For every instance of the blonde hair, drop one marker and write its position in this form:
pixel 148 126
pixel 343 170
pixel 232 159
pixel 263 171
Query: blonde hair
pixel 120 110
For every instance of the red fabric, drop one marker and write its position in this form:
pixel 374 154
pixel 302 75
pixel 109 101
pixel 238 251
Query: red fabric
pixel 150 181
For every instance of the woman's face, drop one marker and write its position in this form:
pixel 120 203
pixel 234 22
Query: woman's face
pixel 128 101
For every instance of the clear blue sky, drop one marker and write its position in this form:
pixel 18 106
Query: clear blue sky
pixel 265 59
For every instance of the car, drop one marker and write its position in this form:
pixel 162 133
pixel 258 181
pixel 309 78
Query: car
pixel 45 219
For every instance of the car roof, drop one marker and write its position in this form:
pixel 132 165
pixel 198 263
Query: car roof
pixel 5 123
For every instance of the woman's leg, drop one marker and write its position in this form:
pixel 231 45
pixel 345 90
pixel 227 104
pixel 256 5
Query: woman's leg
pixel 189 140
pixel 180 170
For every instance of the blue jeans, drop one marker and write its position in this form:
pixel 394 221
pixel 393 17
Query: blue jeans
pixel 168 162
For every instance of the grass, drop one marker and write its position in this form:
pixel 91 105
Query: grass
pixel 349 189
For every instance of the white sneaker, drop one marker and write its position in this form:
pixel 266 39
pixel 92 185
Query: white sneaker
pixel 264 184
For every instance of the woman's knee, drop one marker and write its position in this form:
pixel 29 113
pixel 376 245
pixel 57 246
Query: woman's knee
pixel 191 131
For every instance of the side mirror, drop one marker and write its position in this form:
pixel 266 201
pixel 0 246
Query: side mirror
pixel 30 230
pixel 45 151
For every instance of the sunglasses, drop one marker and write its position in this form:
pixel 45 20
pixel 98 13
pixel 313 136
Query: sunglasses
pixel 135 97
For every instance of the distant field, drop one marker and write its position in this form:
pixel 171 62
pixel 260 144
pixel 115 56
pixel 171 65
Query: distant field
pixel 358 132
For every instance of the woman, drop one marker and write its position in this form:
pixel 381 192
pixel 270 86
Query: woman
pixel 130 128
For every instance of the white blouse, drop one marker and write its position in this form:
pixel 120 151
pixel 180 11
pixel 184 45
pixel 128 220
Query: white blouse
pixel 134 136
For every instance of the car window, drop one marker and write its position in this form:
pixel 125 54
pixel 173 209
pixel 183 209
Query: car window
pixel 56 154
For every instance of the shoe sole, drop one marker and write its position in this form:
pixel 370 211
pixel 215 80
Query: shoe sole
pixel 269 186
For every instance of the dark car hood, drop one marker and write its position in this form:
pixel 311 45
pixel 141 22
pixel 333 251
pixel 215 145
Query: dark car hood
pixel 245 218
---
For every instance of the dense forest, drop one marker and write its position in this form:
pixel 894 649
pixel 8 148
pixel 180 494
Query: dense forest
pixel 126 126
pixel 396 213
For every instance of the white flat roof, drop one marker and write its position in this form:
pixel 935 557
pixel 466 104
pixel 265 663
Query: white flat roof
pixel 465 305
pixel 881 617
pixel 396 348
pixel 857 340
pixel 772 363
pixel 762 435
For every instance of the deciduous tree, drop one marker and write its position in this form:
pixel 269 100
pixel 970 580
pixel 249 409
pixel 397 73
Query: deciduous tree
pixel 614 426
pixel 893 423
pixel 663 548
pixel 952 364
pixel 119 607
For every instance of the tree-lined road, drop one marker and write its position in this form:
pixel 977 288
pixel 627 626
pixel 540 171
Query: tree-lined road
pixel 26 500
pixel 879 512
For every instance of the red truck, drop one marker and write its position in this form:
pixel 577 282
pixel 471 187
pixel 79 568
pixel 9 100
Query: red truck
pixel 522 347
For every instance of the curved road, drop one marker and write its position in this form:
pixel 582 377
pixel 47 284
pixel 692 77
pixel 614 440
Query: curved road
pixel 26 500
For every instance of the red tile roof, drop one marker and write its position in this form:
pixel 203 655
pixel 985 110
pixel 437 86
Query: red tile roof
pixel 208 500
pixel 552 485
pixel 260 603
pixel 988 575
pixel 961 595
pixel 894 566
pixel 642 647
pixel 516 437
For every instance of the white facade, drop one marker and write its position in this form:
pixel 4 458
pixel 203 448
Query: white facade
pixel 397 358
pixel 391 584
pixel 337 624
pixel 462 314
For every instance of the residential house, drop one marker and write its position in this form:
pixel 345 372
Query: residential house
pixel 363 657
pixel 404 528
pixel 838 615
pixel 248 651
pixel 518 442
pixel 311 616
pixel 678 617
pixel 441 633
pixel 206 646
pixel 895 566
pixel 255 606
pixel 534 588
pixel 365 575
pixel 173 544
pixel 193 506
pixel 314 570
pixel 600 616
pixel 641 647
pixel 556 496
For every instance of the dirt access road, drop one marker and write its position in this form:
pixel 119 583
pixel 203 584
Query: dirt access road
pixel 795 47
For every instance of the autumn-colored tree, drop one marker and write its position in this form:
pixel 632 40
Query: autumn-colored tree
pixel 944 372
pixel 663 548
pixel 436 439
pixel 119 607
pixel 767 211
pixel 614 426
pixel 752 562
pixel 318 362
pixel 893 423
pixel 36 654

• **Work instruction**
The range runs from the line above containing "pixel 692 77" to the line containing "pixel 345 372", inclusive. Restate those lines word for word and no others.

• **Answer area**
pixel 692 77
pixel 614 440
Query: curved road
pixel 26 500
For every instance of the red tile roof, drop one marker and write its position in this form:
pixel 203 655
pixel 985 110
pixel 437 86
Query: red tile roof
pixel 208 500
pixel 552 485
pixel 260 603
pixel 988 575
pixel 961 595
pixel 894 566
pixel 642 647
pixel 516 437
For every instance of the white facade, drop one marker and write its position in this form:
pixel 4 458
pixel 203 448
Query: white facade
pixel 397 358
pixel 391 584
pixel 337 624
pixel 462 314
For every instance of the residential house, drop one marker and write its position in this form:
pixel 345 372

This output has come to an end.